INFORMATION PROVIDED:
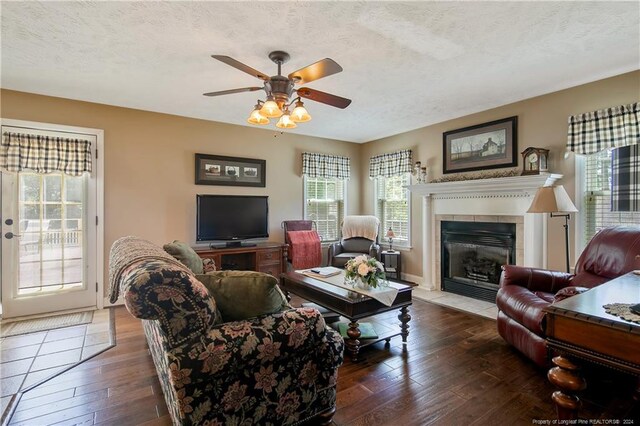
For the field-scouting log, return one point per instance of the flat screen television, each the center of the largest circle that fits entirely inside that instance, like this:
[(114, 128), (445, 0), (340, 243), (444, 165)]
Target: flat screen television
[(231, 217)]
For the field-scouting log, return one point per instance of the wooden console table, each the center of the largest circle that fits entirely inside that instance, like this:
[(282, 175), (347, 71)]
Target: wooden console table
[(269, 258), (579, 327)]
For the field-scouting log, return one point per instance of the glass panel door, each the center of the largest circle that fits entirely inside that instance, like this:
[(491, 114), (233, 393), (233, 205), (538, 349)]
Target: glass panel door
[(48, 243), (50, 213)]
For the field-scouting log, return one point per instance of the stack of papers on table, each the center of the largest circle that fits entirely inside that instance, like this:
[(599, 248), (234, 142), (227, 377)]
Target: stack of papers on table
[(327, 271)]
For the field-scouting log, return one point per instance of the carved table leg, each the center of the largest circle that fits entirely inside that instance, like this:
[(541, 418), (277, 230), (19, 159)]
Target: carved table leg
[(404, 318), (566, 377), (353, 344)]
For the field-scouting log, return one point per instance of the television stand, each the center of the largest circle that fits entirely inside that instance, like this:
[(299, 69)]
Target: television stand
[(232, 244), (269, 258)]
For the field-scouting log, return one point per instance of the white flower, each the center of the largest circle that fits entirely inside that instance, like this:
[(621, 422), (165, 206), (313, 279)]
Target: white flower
[(363, 269), (361, 259)]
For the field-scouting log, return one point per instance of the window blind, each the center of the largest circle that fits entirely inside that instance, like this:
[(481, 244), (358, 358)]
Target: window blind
[(325, 205), (392, 206), (597, 198)]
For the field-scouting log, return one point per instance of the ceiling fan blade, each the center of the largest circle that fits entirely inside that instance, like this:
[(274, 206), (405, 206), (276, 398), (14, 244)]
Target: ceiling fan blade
[(320, 69), (228, 92), (325, 98), (242, 67)]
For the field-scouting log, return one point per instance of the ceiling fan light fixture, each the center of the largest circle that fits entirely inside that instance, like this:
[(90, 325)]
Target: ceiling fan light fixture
[(270, 108), (285, 122), (300, 113), (256, 118)]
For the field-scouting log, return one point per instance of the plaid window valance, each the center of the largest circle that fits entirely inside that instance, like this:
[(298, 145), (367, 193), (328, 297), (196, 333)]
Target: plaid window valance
[(625, 179), (325, 166), (595, 131), (43, 154), (390, 164)]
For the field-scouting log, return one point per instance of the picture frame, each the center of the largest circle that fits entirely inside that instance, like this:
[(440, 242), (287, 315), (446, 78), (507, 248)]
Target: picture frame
[(230, 171), (491, 145)]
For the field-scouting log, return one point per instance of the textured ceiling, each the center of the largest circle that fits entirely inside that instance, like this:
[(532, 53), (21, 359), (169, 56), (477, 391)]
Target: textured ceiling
[(406, 64)]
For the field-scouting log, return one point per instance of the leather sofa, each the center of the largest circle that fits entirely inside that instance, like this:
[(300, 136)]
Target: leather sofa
[(525, 292)]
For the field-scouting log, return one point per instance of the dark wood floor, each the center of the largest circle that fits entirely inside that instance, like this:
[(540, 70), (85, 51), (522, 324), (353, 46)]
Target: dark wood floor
[(456, 371)]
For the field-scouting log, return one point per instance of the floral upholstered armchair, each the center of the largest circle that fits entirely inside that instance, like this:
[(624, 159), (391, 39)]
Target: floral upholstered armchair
[(278, 367)]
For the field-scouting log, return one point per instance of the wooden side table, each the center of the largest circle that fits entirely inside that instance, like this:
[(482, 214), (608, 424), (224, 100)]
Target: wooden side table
[(392, 264)]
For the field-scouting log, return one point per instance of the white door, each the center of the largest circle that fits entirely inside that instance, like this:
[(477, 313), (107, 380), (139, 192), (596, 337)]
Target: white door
[(49, 236)]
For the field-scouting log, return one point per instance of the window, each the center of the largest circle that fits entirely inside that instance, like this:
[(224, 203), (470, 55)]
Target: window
[(324, 204), (597, 212), (393, 207)]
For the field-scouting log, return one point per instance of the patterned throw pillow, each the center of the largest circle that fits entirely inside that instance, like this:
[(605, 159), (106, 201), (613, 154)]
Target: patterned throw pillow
[(185, 254), (241, 295)]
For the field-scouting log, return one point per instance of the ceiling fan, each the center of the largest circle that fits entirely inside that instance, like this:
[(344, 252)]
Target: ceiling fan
[(279, 89)]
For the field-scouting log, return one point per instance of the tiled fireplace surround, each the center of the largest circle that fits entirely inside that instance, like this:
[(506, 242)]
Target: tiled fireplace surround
[(485, 200)]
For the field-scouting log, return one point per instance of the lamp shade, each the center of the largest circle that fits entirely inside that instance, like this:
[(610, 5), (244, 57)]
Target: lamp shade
[(270, 109), (257, 118), (285, 122), (552, 199), (299, 113)]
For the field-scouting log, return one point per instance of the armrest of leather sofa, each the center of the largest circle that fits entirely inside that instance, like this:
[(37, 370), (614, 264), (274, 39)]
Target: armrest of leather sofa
[(334, 249), (252, 344), (568, 292), (535, 279)]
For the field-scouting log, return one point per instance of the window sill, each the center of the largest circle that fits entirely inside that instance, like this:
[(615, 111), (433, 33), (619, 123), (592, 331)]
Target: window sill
[(385, 247)]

DIRECTIONS FOR THIS TASK: Reproduce the records above word for word, leaving out the pictures.

SOLUTION TO THIS PROBLEM:
For the field-scouting log, return one point per instance of the flat screen television, each the center of the largest circle that fits entirely inside that instance, like this:
[(114, 128), (445, 0), (340, 243), (444, 165)]
Target: flat screen television
[(231, 217)]
For the field-scouting log, return one point per instance of the wooden console table, each the center of the largest circle that fits entirely inside that instance, like this:
[(282, 175), (347, 71)]
Target: wooden console table
[(269, 258), (579, 327)]
For the field-scouting log, return one point per instance of the glass panel door, each the center of the largest circle that fits entirely inside that instance, like this:
[(491, 114), (233, 393), (233, 205), (538, 349)]
Target: glass panel door
[(48, 243), (50, 213)]
For the field-scouting log, return one point per instance of the stack of papers on table, each the center of the largest circle that fits entirely inside that instance, like this:
[(599, 248), (234, 142), (227, 377)]
Target: stack of papers on table
[(327, 271)]
For the field-scouting log, return one point per instance of the carved table leg, each the center of the largest circle that fits entirely inside that instance, like this:
[(541, 418), (277, 230), (19, 159)]
Target: carved table leg
[(404, 318), (566, 377), (353, 344)]
For the field-scouting log, return one point per instance of the television stand, each the center of the largest circle that fits entirely inside that instance, like this:
[(299, 69)]
Target: television stand
[(232, 244), (269, 258)]
For the field-scouting log, return one point per instance of the white flower, each the center of the largest circle that fits entirely inside that instance, like this:
[(621, 422), (165, 206), (313, 279)]
Target: white flower
[(363, 269), (361, 259)]
For the field-scouting log, return one point per instance of the window blind, each the center of the largest circle that fits entirely inside that instance, like this:
[(481, 244), (358, 358)]
Target: window blind
[(325, 205), (392, 206), (597, 198)]
For the field-scouting log, return one point per instance of the ceiling fan blade, each the center of the largest circle that fits entirely inside that instance, like this:
[(274, 206), (405, 206), (276, 398), (14, 244)]
Target: ceiling fan blade
[(320, 69), (228, 92), (325, 98), (242, 67)]
For the field-scouting log, return one point per instance of the ceiling fan light fixture, each the center of the largest circle that fits entirely inside that instance, like this:
[(90, 325)]
Target: ceiling fan light fixture
[(270, 108), (285, 122), (300, 113), (256, 118)]
For the field-scouting log, return one point per instance of the plaid window valance, each the center of the largest circle that fits entirely inside that instance, like this:
[(298, 145), (367, 193), (328, 297), (196, 333)]
Target: plaid window valance
[(625, 179), (325, 166), (595, 131), (43, 154), (390, 164)]
For the field-scouting log, return one point per instance of the picture frame, each the center of the largest circle that fits entirely inside that instance, like this:
[(440, 242), (287, 315), (446, 78), (507, 248)]
Target: picture frame
[(230, 171), (491, 145)]
For the field-scouting log, return one point per instance of the textured ceiling, each the center of the largest circle that fits entirely inside that instance, like this:
[(532, 53), (21, 359), (169, 56), (477, 391)]
Target: textured ceiling
[(406, 64)]
For the field-scouting log, return one point per instance of the leather sofa, each the center of the largest circle that fits entirely inside that instance, like this:
[(300, 136)]
Target: leather sofa
[(525, 292)]
For the field-scouting log, return one point per instance of the dark wood floor, each the center of the largest circle that fits entirely inside that instance, like this:
[(540, 70), (85, 51), (522, 324), (353, 46)]
Target: dark wood floor
[(456, 371)]
For the field-scouting log, return one point per instance of the floral upholstered armchair, each the center of the largest circle that fits entirely inside that instance, like this:
[(624, 159), (391, 39)]
Target: floral upholstered armchair
[(278, 367)]
For the field-scouting log, return one point per instance of the wooden side table, each the center of the largest circle that fits entirely inside that instance, like this:
[(482, 214), (608, 424), (224, 100)]
Target: wooden side table
[(392, 264)]
For the field-scouting log, return one point per instance of the white door, each the center of the largest circle that fits entirely inside that instance, like this:
[(477, 313), (107, 380), (139, 192), (596, 337)]
Target: white door
[(49, 236)]
For the field-scouting log, return one point per instance of the window, each the center of the largest circle that fits entirely inside that instance, like this:
[(224, 203), (470, 55)]
Target: window
[(324, 204), (597, 212), (393, 207)]
For the field-scouting log, return one point per instance of the patterned throw pillow, each the center of the largest circle that fits entirely inside that instance, like this:
[(605, 159), (106, 201), (613, 154)]
Target: patterned throw pillow
[(185, 254), (241, 295)]
For the field-scouting log, return one point per instance of the ceiling fan, each the center of the largest circle that fits entirely inside that instance, like this:
[(344, 252)]
Target: ceiling fan
[(279, 89)]
For the field-scouting log, return one point per instance of the tiled fireplace surround, each the center of the largest circle that fits entirely inside that instance, like this:
[(506, 242)]
Target: tiled fireplace surround
[(485, 200)]
For the field-scouting log, return one point per instance of the lamp shade, each the center of the largest circle that fits entirely inside that instance, like this:
[(610, 5), (244, 57)]
Target: lamp shade
[(270, 109), (257, 118), (285, 122), (552, 199), (299, 113)]
For the field-scouting log, return one point per instance of the armrest of leather sofa, each the center of the largest circle that fits entirely inside that instance, like this:
[(37, 370), (614, 264), (274, 39)]
Target: armrest of leather sofa
[(334, 249), (252, 344), (568, 292), (535, 279)]
For the field-scouting log, return one point per instance of the window sill, each the center of the largest circle that fits entirely inside that instance, like this:
[(615, 111), (433, 33), (619, 123), (592, 331)]
Target: window sill
[(385, 247)]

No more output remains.